> _Required task_
Only those lines running from the line that contains "Task: set a point on the grass" through the end of the material are to be written out, each exactly as shown.

Dataset records about object locations
——————

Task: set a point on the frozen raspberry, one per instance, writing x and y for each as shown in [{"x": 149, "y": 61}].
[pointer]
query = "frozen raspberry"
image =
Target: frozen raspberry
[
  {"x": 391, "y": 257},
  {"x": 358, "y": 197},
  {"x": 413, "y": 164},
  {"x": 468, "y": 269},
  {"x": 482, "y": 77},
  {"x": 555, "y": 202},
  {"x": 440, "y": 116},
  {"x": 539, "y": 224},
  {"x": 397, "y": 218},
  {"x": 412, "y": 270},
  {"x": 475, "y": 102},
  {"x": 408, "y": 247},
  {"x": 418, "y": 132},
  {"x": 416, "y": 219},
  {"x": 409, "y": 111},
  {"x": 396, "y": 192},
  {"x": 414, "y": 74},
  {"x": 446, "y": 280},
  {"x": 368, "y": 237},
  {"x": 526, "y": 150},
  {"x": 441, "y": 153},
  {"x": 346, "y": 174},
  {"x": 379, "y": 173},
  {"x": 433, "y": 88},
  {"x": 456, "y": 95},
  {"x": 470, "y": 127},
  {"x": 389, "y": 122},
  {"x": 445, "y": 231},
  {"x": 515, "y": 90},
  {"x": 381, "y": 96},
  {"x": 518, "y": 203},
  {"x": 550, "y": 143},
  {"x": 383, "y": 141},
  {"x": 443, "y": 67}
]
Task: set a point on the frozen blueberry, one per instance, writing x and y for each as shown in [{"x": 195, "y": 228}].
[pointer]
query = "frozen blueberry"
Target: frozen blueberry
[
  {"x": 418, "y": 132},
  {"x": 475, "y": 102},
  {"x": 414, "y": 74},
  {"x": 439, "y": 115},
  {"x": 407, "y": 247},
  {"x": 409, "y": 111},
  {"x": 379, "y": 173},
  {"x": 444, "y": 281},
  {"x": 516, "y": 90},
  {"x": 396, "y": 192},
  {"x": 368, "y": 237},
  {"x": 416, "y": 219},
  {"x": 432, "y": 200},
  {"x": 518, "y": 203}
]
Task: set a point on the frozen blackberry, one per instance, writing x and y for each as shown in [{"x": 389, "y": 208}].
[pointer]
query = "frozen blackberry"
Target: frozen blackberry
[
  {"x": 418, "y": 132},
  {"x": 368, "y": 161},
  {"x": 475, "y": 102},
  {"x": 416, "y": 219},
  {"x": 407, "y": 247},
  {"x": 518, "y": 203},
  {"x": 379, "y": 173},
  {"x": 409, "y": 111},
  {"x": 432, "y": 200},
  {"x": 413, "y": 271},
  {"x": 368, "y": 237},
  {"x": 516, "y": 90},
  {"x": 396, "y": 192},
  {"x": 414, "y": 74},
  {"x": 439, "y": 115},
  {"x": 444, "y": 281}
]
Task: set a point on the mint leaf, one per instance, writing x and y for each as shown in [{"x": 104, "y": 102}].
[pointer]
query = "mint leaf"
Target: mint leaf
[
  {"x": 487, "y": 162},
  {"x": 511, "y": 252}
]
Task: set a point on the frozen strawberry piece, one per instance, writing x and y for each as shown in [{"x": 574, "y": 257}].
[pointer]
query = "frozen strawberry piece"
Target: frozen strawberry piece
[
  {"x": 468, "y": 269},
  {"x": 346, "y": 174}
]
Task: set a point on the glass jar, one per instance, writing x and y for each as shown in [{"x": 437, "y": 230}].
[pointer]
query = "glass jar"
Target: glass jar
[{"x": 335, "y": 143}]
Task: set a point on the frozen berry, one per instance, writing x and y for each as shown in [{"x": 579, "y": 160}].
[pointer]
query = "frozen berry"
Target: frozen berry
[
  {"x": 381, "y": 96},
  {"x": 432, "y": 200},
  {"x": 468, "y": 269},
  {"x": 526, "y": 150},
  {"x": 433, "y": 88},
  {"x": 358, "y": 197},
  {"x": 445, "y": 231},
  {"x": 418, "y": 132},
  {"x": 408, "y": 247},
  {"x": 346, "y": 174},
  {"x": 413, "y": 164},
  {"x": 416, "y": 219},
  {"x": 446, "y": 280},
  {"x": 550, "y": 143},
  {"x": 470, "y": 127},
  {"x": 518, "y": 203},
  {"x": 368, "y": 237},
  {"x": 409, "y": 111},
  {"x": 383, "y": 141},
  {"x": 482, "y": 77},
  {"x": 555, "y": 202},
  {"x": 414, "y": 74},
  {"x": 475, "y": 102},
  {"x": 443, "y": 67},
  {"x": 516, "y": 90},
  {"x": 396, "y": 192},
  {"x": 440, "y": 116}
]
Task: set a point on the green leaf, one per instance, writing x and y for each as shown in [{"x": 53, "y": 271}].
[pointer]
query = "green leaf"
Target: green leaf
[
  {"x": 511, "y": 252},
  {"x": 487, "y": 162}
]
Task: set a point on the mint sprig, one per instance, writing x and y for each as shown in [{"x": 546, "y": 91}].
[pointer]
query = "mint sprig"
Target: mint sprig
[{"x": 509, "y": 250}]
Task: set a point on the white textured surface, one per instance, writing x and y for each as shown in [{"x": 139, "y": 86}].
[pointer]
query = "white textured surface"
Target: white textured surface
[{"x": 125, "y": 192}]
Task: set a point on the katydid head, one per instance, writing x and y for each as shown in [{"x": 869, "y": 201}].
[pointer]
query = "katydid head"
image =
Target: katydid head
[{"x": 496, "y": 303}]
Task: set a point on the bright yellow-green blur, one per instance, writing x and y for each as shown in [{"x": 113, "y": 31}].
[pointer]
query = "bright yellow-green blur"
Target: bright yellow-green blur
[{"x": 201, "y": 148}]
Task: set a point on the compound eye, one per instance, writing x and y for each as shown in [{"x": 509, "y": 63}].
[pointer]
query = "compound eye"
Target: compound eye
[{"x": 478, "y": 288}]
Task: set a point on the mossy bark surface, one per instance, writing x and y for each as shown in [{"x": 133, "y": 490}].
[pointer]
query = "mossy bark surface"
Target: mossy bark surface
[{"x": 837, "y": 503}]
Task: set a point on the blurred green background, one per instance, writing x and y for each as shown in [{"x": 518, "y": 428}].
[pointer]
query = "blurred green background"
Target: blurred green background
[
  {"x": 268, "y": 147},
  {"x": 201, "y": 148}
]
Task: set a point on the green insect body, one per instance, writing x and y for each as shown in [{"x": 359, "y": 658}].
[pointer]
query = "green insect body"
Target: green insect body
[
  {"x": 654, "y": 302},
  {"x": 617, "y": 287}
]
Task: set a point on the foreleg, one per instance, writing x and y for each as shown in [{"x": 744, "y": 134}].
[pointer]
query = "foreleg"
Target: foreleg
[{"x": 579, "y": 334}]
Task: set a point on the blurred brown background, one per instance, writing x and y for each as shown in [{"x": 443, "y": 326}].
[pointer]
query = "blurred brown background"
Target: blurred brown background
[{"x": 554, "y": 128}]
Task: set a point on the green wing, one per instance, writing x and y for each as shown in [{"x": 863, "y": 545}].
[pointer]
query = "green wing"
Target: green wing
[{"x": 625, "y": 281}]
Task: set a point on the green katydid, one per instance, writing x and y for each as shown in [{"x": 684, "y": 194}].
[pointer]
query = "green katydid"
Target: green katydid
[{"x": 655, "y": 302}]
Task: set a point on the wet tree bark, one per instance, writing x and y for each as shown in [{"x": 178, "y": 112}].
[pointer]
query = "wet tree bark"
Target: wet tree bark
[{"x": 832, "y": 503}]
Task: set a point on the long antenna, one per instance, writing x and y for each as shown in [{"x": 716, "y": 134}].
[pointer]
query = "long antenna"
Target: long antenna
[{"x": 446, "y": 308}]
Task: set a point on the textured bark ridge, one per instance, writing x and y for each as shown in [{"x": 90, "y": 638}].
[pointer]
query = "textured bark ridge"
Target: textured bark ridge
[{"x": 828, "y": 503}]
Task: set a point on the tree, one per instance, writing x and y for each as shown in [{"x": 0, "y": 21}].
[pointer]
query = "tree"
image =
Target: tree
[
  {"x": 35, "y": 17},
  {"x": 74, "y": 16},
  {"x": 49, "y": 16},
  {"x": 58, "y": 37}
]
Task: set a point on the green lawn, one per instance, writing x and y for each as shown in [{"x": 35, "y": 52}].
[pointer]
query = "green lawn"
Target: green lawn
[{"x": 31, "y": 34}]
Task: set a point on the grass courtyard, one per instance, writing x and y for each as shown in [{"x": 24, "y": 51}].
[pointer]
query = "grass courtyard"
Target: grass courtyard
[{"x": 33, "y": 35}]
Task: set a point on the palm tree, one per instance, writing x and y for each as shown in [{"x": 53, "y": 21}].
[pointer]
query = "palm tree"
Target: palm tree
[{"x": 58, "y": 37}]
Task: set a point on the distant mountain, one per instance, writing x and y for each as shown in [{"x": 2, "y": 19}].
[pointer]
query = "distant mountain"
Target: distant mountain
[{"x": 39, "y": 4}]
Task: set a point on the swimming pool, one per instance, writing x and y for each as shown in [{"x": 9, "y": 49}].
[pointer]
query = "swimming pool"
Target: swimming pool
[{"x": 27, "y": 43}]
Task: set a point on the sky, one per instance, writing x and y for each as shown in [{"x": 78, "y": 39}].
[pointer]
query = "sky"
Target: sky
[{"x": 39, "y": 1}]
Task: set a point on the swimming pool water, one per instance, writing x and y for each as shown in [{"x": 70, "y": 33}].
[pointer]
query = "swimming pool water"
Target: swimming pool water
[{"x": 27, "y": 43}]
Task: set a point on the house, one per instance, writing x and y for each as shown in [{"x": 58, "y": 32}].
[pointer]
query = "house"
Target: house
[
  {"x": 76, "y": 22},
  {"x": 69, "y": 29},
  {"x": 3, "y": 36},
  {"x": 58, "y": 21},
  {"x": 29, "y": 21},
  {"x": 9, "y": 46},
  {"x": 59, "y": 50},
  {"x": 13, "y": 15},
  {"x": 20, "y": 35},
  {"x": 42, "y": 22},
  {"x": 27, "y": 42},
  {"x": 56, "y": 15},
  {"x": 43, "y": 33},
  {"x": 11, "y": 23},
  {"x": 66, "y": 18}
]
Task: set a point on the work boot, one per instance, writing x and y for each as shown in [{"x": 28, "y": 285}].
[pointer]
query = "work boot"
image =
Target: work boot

——————

> _The completed task_
Task: set a point on the grass courtyard, one per instance, writing x and y for each as shown in [{"x": 24, "y": 51}].
[pointer]
query = "grass courtyard"
Target: grass courtyard
[{"x": 33, "y": 35}]
Task: set a point on the palm tree, one per instance, writing x and y for each as shown in [{"x": 53, "y": 21}].
[pointer]
query = "palm tree"
Target: palm tree
[{"x": 58, "y": 37}]
Task: set a point on the distant mountain, one per instance, writing x and y for each as shown in [{"x": 2, "y": 19}].
[pointer]
query = "distant mountain"
Target: distant mountain
[{"x": 39, "y": 4}]
Task: set a point on the swimming pool, one per instance, writing x and y for each as shown in [{"x": 9, "y": 49}].
[pointer]
query = "swimming pool"
Target: swimming pool
[{"x": 27, "y": 43}]
Task: set a point on the sky, one per instance, writing x and y for each as shown in [{"x": 78, "y": 39}].
[pointer]
query = "sky"
Target: sky
[{"x": 39, "y": 1}]
Task: set a point on the swimming pool water, one per instance, writing x and y for each as shown in [{"x": 70, "y": 33}].
[pointer]
query = "swimming pool water"
Target: swimming pool water
[{"x": 27, "y": 43}]
Task: set a point on the house, one per instance, writing x and y for each as shown in [{"x": 58, "y": 32}].
[pointer]
query = "house"
Target: house
[
  {"x": 76, "y": 22},
  {"x": 69, "y": 29},
  {"x": 3, "y": 36},
  {"x": 58, "y": 21},
  {"x": 29, "y": 21},
  {"x": 9, "y": 46},
  {"x": 59, "y": 50},
  {"x": 13, "y": 15},
  {"x": 20, "y": 35},
  {"x": 42, "y": 22},
  {"x": 27, "y": 42},
  {"x": 56, "y": 15},
  {"x": 43, "y": 33},
  {"x": 11, "y": 23},
  {"x": 66, "y": 18}
]
Task: set a point on the work boot, one per instance, writing x and y for each as shown in [{"x": 28, "y": 285}].
[pointer]
query = "work boot"
image =
Target: work boot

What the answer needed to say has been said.